Blogosaurus Vex

Please To Explain

September 21st, 2008 by Blogosaurus

Can someone explain cellphone texting to me?  I don’t get it.  It takes much longer to send a text (between typing and scrolling through menus to select actions and recipients and whatnot) than to just phone someone. And, if you’re expecting a response, it’s totally faster to just speak than to text and wait for a texted response.

Yet loads of people text.

So: why?  Is it a mechanism of social avoidance?  Is it fun?  If it’s not efficiency, then what the heck is it?

Posted in Ranting | 5 Comments »

Windows: I Hate You

September 5th, 2008 by Blogosaurus

Oh for god’s sake.  I just lost the post I spent all morning working on.  I got up to go to the bathroom and Windows decided to restart itself to get some new updates going.  Fuck I hate that!  Is there some option I can enable that NEVER allows my computer to restart without my express permission?

Graaargh!

Posted in Ranting | 1 Comment »

Influenced By Fromm

September 1st, 2008 by Blogosaurus

So I just got back from moving my little brother to university.  The trip was exhausting, not only because my little brother is going away, but because my dad was in pain and tired and that turns him into crabdad.  Crabdad is unable to see the upside of anything, particularly my brother’s decisions to forget some necessary paperwork and failure to scout out the campus in advance so we’d know where we were going.  Among other things.  The less said about this trip the better.

_RECORDS SHOWN_:
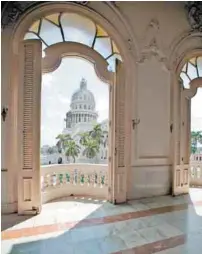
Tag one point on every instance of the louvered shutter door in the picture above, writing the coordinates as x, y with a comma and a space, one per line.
119, 136
29, 192
181, 163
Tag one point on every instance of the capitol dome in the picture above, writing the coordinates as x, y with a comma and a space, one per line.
83, 99
82, 107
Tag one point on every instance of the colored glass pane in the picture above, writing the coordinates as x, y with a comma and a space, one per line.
35, 27
114, 48
103, 46
193, 61
191, 71
54, 18
185, 80
199, 65
78, 28
50, 33
100, 31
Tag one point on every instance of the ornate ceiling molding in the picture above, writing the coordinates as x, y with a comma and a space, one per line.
11, 11
194, 14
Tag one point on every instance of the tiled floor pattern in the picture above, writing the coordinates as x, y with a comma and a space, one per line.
153, 225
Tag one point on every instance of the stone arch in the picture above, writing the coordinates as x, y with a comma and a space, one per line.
121, 37
185, 47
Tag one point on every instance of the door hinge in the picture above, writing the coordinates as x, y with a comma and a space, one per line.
171, 128
36, 209
135, 122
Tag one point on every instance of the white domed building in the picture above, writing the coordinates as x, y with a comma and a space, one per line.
82, 117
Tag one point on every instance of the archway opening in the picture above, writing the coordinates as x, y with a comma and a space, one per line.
190, 127
74, 131
46, 42
196, 140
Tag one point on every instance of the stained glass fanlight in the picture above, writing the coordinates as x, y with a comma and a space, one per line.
191, 70
61, 27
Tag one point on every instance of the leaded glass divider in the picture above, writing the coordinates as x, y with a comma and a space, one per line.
72, 27
191, 70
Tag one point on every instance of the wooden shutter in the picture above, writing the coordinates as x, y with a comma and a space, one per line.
29, 191
119, 136
181, 165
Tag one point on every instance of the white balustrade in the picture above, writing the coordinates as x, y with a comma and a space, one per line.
73, 179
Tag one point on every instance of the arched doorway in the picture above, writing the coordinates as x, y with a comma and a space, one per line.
190, 79
30, 68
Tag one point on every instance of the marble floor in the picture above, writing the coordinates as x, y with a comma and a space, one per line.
163, 225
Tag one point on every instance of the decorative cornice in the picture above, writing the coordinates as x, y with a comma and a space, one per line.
152, 47
194, 14
12, 10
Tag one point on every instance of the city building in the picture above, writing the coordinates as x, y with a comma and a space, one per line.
81, 117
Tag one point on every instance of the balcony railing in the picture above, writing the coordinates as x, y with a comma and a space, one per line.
196, 173
74, 179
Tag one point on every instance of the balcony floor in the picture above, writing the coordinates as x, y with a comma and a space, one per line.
165, 225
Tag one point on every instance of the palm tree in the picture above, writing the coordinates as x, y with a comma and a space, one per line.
62, 138
84, 137
196, 136
72, 149
91, 148
50, 150
97, 133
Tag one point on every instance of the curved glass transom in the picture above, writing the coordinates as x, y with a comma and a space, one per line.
61, 27
191, 70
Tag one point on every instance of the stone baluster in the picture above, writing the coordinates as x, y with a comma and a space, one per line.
54, 179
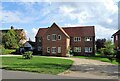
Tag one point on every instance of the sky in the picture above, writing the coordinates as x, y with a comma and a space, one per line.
31, 15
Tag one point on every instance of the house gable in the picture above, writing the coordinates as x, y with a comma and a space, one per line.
55, 29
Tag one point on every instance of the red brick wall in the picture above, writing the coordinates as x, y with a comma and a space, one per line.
58, 43
83, 44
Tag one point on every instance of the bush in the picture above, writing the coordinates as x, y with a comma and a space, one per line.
27, 55
6, 51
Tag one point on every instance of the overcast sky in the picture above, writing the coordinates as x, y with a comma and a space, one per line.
34, 15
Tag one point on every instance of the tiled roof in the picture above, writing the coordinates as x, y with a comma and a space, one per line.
41, 32
80, 31
118, 32
72, 31
5, 31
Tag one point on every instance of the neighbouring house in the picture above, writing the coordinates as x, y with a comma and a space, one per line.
20, 32
59, 41
116, 37
29, 46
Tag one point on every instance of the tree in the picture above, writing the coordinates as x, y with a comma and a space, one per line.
100, 44
10, 39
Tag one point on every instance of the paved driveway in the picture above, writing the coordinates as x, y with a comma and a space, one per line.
81, 68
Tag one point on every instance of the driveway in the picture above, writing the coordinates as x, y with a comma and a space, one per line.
81, 69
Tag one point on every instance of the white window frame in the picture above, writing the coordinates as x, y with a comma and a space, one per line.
59, 36
53, 51
116, 37
48, 37
88, 49
48, 49
79, 49
88, 38
53, 37
59, 49
76, 39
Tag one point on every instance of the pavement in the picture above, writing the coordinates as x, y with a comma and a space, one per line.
81, 69
92, 69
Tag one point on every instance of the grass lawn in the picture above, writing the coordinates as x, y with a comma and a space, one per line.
97, 58
7, 51
36, 64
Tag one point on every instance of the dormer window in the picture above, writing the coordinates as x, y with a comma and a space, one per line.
77, 39
48, 37
88, 38
116, 37
59, 37
54, 37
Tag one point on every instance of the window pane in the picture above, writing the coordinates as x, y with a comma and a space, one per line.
53, 37
48, 37
53, 49
48, 49
59, 37
59, 49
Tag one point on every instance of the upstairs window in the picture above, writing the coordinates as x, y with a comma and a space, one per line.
77, 39
48, 37
88, 49
88, 38
53, 50
48, 49
116, 37
77, 49
54, 37
59, 37
59, 49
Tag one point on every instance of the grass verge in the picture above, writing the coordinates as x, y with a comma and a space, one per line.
36, 64
97, 58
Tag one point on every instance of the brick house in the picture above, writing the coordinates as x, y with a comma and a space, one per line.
20, 32
116, 37
58, 41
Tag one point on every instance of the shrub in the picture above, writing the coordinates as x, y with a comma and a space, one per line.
6, 51
118, 57
27, 55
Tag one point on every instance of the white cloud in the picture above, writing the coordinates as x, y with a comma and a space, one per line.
102, 32
34, 30
14, 17
102, 13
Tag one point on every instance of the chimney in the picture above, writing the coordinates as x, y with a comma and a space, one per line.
12, 27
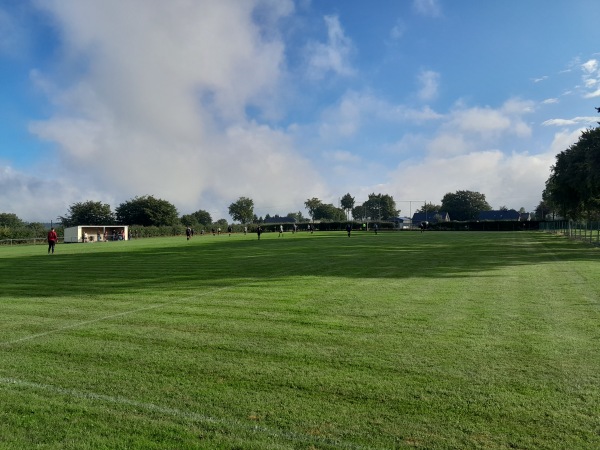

_WHAT THIS TASK INVOLVES_: Write what comes next in the blog post about moving a little brother to university, picking up right after its last sentence. The items aren't needed here.

_REPLY_:
The other thing I thought I’d mention is a great little talk I saw on Edge today.  (I’m sorry, the link leads only to the introduction.  You have to scroll down past another little article to get to the actual video of his talk.  Sorry.  Edge has weird navigation.)  The speaker is a professer called Clay Shirkey, and he talks about how people like to produce and share in addition to merely consume, using Wikipedia and television watching as examples.  It’s really interesting for many reasons, but the one that stood out for me was the shocking, enormous volume of hours people waste watching TV every year.

I think TV is an enormous waste of time, 99% of the time.  Of course I find paying to be pandered to with advertisements unpalatable.  (Really television networks are selling audiences to advertisers, not shows to audiences.  The shows are merely hooks.)  Most shows are crap anyway, even so-called news or educational material.  There is almost nothing on TV you couldn’t learn better with the internet or a library card.  Or a phone and a bus pass if you’re gutsy enough to go meet someone who knows about the field you’re interested in.  And entertainment shows are worse - if aliens come to earth with a cosmic death ray and use TV programs as the criteria by which to judge our societies, we’d have no grounds for complaint if they blast us to mist.  There’s no way around it - most shows are mind bogglingly stupid.

But whatever, sometimes people just want to veg out or be mindlessly entertained, and I guess that’s okay.  I do that too.  What gets me is the amount.  Watching TV all night is such a disservice to yourself!  Watching TV all night, every night, and on weekends?  My god!  Think of all the things we could accomplish as a race if we didn’t spend sixty hours a week in front of the tube or using the computer as a TV analogue.  If we tried to learn, or do projects, or spend time with other humans in collective endeavours. Or if we relaxed by taking a walk with a friend?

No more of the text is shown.